*Task requirements*
Reproduce all of the data exactly, with no line skipped.

━━━ Material for this task

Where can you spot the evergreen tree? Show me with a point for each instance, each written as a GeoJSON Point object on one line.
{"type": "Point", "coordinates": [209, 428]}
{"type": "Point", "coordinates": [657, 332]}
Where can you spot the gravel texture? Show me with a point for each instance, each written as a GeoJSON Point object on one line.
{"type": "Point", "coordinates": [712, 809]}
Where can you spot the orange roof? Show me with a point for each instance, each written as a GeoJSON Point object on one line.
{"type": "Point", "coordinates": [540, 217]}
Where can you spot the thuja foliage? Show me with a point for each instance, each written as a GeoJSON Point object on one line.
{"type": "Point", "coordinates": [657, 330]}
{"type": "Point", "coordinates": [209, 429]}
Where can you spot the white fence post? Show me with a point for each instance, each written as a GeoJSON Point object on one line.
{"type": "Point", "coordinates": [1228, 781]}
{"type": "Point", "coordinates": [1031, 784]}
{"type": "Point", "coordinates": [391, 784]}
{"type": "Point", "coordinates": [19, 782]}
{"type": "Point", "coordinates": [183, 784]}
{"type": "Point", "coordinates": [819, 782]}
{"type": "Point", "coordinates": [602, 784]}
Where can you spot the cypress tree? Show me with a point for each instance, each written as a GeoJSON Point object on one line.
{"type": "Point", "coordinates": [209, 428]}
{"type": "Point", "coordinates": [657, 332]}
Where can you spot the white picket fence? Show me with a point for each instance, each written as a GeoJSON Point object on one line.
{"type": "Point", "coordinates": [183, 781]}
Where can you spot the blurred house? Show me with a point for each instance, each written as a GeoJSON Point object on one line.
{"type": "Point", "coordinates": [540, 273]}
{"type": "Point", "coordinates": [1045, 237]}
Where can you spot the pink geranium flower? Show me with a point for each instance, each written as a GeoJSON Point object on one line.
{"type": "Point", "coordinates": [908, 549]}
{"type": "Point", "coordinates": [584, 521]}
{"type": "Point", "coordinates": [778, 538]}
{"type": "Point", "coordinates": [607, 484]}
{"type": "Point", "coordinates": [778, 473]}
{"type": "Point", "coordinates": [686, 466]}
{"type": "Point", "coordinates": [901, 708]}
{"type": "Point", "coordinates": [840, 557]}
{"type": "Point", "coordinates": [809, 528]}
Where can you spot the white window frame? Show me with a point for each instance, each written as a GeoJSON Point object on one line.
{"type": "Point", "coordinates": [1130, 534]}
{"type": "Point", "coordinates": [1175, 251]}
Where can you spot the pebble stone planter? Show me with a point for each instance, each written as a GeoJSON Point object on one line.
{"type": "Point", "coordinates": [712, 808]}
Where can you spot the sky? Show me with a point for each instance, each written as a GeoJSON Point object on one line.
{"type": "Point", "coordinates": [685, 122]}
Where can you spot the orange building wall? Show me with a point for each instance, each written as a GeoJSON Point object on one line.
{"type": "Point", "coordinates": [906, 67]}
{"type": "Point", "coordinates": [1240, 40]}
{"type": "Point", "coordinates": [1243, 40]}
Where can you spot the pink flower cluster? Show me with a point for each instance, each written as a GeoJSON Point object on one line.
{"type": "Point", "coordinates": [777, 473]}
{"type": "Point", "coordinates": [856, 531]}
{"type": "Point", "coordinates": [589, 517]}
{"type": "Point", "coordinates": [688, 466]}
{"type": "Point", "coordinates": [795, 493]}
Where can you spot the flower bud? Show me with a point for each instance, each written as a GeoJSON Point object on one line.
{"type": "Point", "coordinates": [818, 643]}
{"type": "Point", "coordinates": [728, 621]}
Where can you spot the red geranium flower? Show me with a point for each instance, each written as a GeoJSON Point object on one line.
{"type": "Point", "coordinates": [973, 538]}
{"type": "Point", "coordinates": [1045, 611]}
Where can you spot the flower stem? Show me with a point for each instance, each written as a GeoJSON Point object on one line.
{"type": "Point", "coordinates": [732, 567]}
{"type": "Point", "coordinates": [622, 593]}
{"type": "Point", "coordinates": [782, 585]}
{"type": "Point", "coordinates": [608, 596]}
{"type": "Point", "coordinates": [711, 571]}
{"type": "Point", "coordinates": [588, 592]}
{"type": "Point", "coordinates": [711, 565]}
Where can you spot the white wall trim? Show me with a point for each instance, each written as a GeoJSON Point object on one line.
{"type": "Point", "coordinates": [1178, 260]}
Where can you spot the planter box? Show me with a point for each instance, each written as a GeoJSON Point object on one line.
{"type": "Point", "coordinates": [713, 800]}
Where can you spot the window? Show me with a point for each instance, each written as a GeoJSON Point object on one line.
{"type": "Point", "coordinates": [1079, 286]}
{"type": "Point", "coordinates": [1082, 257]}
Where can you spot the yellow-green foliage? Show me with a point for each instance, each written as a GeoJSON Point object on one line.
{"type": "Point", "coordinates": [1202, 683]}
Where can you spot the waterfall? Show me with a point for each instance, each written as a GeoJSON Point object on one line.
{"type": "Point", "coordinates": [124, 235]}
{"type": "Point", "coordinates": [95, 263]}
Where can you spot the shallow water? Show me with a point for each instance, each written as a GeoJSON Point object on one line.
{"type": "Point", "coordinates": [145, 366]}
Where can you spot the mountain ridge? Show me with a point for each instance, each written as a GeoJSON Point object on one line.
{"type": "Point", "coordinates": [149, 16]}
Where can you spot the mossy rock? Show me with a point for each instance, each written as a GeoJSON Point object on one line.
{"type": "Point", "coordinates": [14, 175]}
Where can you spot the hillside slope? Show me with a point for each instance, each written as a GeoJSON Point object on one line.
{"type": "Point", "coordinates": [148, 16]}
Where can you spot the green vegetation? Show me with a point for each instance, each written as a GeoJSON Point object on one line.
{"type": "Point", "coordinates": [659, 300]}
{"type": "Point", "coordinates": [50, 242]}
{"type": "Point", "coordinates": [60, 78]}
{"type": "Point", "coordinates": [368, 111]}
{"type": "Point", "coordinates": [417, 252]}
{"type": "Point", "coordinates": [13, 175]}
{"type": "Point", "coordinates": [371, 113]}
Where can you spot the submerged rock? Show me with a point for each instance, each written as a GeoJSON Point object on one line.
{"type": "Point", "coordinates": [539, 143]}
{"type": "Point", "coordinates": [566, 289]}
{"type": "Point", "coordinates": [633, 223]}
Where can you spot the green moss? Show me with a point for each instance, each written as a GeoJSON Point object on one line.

━━━━━━

*Result of this task*
Where can you spot the evergreen tree? Show me with a point for each instance, each written as a GeoJSON Point object on one line.
{"type": "Point", "coordinates": [209, 428]}
{"type": "Point", "coordinates": [657, 332]}
Where can you spot the gravel texture? Show me with a point for each instance, each written as a GeoJSON Point object on one line.
{"type": "Point", "coordinates": [712, 809]}
Where can you spot the orange roof? Show me with a point for each instance, each written as a GeoJSON Point object on one line.
{"type": "Point", "coordinates": [540, 217]}
Where can you spot the thuja foliage? Show me with a point for each instance, each written as a GeoJSON Point object on one line.
{"type": "Point", "coordinates": [657, 330]}
{"type": "Point", "coordinates": [209, 429]}
Where can you spot the white fence post? Show me with a point for each instance, each written as a GeoJSON Point object on one line.
{"type": "Point", "coordinates": [1228, 781]}
{"type": "Point", "coordinates": [1031, 784]}
{"type": "Point", "coordinates": [391, 784]}
{"type": "Point", "coordinates": [19, 782]}
{"type": "Point", "coordinates": [183, 784]}
{"type": "Point", "coordinates": [819, 782]}
{"type": "Point", "coordinates": [602, 784]}
Where can you spot the cypress tree? Show me with a point for each instance, each written as a GeoJSON Point object on one line.
{"type": "Point", "coordinates": [209, 428]}
{"type": "Point", "coordinates": [657, 332]}
Where can you spot the white picket fence? Show me with a point for each instance, each written as a GeoJSON Point object on one line.
{"type": "Point", "coordinates": [183, 781]}
Where can you spot the blurred house? Show me with a point for each instance, each written as a GeoJSON Point object on one line.
{"type": "Point", "coordinates": [540, 273]}
{"type": "Point", "coordinates": [1045, 237]}
Where can you spot the pink geranium flower? Show me with a point for each instance, each written as a GeoJSON Point object on one line.
{"type": "Point", "coordinates": [908, 549]}
{"type": "Point", "coordinates": [584, 521]}
{"type": "Point", "coordinates": [778, 538]}
{"type": "Point", "coordinates": [607, 484]}
{"type": "Point", "coordinates": [778, 473]}
{"type": "Point", "coordinates": [686, 466]}
{"type": "Point", "coordinates": [901, 708]}
{"type": "Point", "coordinates": [840, 557]}
{"type": "Point", "coordinates": [809, 528]}
Where can you spot the white window frame? Show me with a point for each instance, each written as a GeoJSON Point object on one line.
{"type": "Point", "coordinates": [1130, 534]}
{"type": "Point", "coordinates": [1175, 251]}
Where can you spot the pebble stone planter? Show me with a point for each instance, each written as a GeoJSON Point object on one line.
{"type": "Point", "coordinates": [712, 808]}
Where can you spot the sky? Show me with a point for each instance, each written as a GeoJSON Point object on one line.
{"type": "Point", "coordinates": [685, 122]}
Where can you spot the orange building wall? Show me with a point for each instance, each written as a GeoJSON Point object on one line.
{"type": "Point", "coordinates": [906, 67]}
{"type": "Point", "coordinates": [1240, 40]}
{"type": "Point", "coordinates": [1243, 40]}
Where can you spot the pink flower cluster? Show me with a point for each instance, each written as a GeoJSON Point object on one line.
{"type": "Point", "coordinates": [777, 473]}
{"type": "Point", "coordinates": [856, 531]}
{"type": "Point", "coordinates": [589, 517]}
{"type": "Point", "coordinates": [688, 466]}
{"type": "Point", "coordinates": [795, 493]}
Where can you spot the flower bud? Show me with a point for each instance, each written as a GeoJSON Point object on one line.
{"type": "Point", "coordinates": [818, 643]}
{"type": "Point", "coordinates": [728, 621]}
Where can you spot the red geranium flower? Show me with a point for each instance, each written as a GeoJSON Point object on one line.
{"type": "Point", "coordinates": [973, 538]}
{"type": "Point", "coordinates": [1045, 611]}
Where can you spot the flower stem? Show me with a point for each instance, each written as a GeoJSON Point object on one line.
{"type": "Point", "coordinates": [732, 567]}
{"type": "Point", "coordinates": [622, 593]}
{"type": "Point", "coordinates": [782, 585]}
{"type": "Point", "coordinates": [608, 596]}
{"type": "Point", "coordinates": [711, 571]}
{"type": "Point", "coordinates": [588, 592]}
{"type": "Point", "coordinates": [711, 565]}
Where can you spot the white wall trim? Show me with a point for each instance, each written as a GeoJSON Point object on one line.
{"type": "Point", "coordinates": [1178, 260]}
Where can you spot the planter box? Show me with a point for each instance, each written as a GeoJSON Point object on one line.
{"type": "Point", "coordinates": [713, 800]}
Where can you spot the window? Show me with a point for each instance, each written as a GeoJSON Point object on one line.
{"type": "Point", "coordinates": [1079, 286]}
{"type": "Point", "coordinates": [1082, 257]}
Where can you spot the yellow-green foliage? Show me with a point for each instance, each written as a GeoJSON Point object on one line.
{"type": "Point", "coordinates": [1202, 683]}
Where can you spot the waterfall? Show me with a point for each instance, each written as a GeoJSON Point object on one line.
{"type": "Point", "coordinates": [124, 235]}
{"type": "Point", "coordinates": [95, 263]}
Where can you spot the shallow water? Show me with a point for each instance, each written as a GeoJSON Point object on one line.
{"type": "Point", "coordinates": [145, 366]}
Where can you spot the mountain ridge? Show me with a point for each instance, each written as a GeoJSON Point object on one line.
{"type": "Point", "coordinates": [149, 16]}
Where can you spot the mossy rock? Show me with a point for each instance, each written as a GeoJSON Point object on one line.
{"type": "Point", "coordinates": [14, 175]}
Where can you spot the hillside slope? Show me with a point for each instance, each written as a GeoJSON Point object on one line.
{"type": "Point", "coordinates": [148, 16]}
Where can you spot the green vegetation? Show me with a point for each instance, each written as a GeoJSON Point object on one line.
{"type": "Point", "coordinates": [659, 300]}
{"type": "Point", "coordinates": [50, 242]}
{"type": "Point", "coordinates": [60, 78]}
{"type": "Point", "coordinates": [368, 111]}
{"type": "Point", "coordinates": [417, 252]}
{"type": "Point", "coordinates": [13, 175]}
{"type": "Point", "coordinates": [371, 113]}
Where can you spot the submerged rock? Show me with a point for each instance, each written as a GeoJSON Point object on one line.
{"type": "Point", "coordinates": [539, 143]}
{"type": "Point", "coordinates": [566, 289]}
{"type": "Point", "coordinates": [633, 223]}
Where can you spot the green moss? Show me with a point for each instance, each written as a GeoJSON Point object on one line.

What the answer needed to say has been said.